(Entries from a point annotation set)
::::

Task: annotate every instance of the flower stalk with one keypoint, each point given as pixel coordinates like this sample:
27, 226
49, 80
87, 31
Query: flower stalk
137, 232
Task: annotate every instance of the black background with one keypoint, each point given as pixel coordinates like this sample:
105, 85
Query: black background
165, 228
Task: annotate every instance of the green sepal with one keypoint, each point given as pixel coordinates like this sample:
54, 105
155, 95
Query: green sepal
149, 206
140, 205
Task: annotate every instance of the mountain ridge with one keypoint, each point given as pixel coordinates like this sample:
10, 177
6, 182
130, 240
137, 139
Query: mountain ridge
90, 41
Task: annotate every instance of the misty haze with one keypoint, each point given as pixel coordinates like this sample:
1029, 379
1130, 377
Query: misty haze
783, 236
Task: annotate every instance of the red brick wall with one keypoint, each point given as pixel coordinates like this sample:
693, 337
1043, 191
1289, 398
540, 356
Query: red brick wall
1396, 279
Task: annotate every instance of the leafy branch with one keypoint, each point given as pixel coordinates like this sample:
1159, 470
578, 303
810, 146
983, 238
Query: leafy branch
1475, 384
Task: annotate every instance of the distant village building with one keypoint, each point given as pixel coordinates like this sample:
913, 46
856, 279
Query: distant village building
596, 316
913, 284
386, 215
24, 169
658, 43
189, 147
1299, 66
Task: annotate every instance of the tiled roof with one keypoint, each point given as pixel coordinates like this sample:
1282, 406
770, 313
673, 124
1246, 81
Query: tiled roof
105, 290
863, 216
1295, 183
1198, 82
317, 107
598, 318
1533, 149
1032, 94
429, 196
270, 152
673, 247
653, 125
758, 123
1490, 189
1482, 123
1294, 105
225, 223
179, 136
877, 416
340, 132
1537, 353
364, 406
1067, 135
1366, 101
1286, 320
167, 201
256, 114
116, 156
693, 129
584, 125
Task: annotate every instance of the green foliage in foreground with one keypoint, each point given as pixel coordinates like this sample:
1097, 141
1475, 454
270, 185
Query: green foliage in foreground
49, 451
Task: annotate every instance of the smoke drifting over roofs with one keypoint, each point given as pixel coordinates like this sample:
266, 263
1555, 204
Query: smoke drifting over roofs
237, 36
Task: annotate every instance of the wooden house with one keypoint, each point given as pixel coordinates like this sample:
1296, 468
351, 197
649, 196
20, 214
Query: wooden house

::::

• _What is being asked_
Rewrite all of the entries above with "annotate" switched to "mark" wherever it occurs, leaving every other word, number and line unchanged.

• _Result below_
Task: mark every instance of the flower stalk with one keypoint, each point given as pixel coordinates like this sample:
27, 226
49, 80
87, 31
Query: flower stalk
137, 232
Task: mark every instance of the black background with one keypoint, each point given as pixel coordinates like this sample:
105, 85
Query: black background
165, 228
Task: mark every instance of the green sepal with one keypoint, each point given as pixel coordinates like this sample:
54, 105
155, 95
Query: green sepal
149, 206
140, 205
Task: mark every instance of the mountain ridge with one keypoint, each point given as pixel coordinates like this sample:
10, 177
6, 182
130, 240
137, 139
Query: mountain ridge
90, 41
Task: mark every instance of the misty haze with one keypoint, each point given as pixel coordinates like this sample:
1029, 379
1130, 377
Query: misty haze
783, 236
Task: mark every instance of the red brick wall with one keypoint, each point given as pixel coordinates like this sample:
693, 337
1043, 191
1289, 398
540, 356
Query: red brick wall
1396, 279
Task: mark every instance of the leafy branch with one keypoint, each point given as pixel coordinates like this sample:
1159, 470
578, 303
810, 146
983, 238
Query: leafy branch
1475, 384
Task: mark every instance of the distant village building with one keypoint, each point given as pixel coordinates like this sample:
913, 46
856, 279
Query: distant village building
596, 316
913, 284
386, 215
24, 169
658, 43
189, 147
1299, 66
Task: mark every instance of the tiled roof with one keypoint, each point given as pixel coordinates like this sample:
1282, 406
770, 313
673, 124
1246, 81
Query: tiled roof
105, 290
863, 216
1295, 183
1198, 82
317, 107
598, 318
1533, 149
1032, 94
429, 196
270, 152
673, 247
653, 125
758, 123
1490, 189
1482, 123
1294, 105
225, 223
179, 136
877, 416
340, 132
1537, 353
364, 406
1067, 135
1366, 101
1286, 320
167, 201
256, 114
116, 156
693, 129
584, 125
Task: mark every instance of the green foliage in foreground with one keypoint, each point given as pixel coordinates like this sample:
1097, 141
1475, 454
270, 185
Query: green foliage in foreground
49, 451
Task: mark every instance of the smoke drifting over roofs with one keypoint, each point given as pixel coordinates like this sample:
266, 263
1555, 204
Query: smoke drifting over roofs
237, 36
Task: mark every instance of the wooden house with one keypoint, each point given as pixel coordinates like this sample:
1296, 468
351, 197
649, 196
20, 214
Query: wooden house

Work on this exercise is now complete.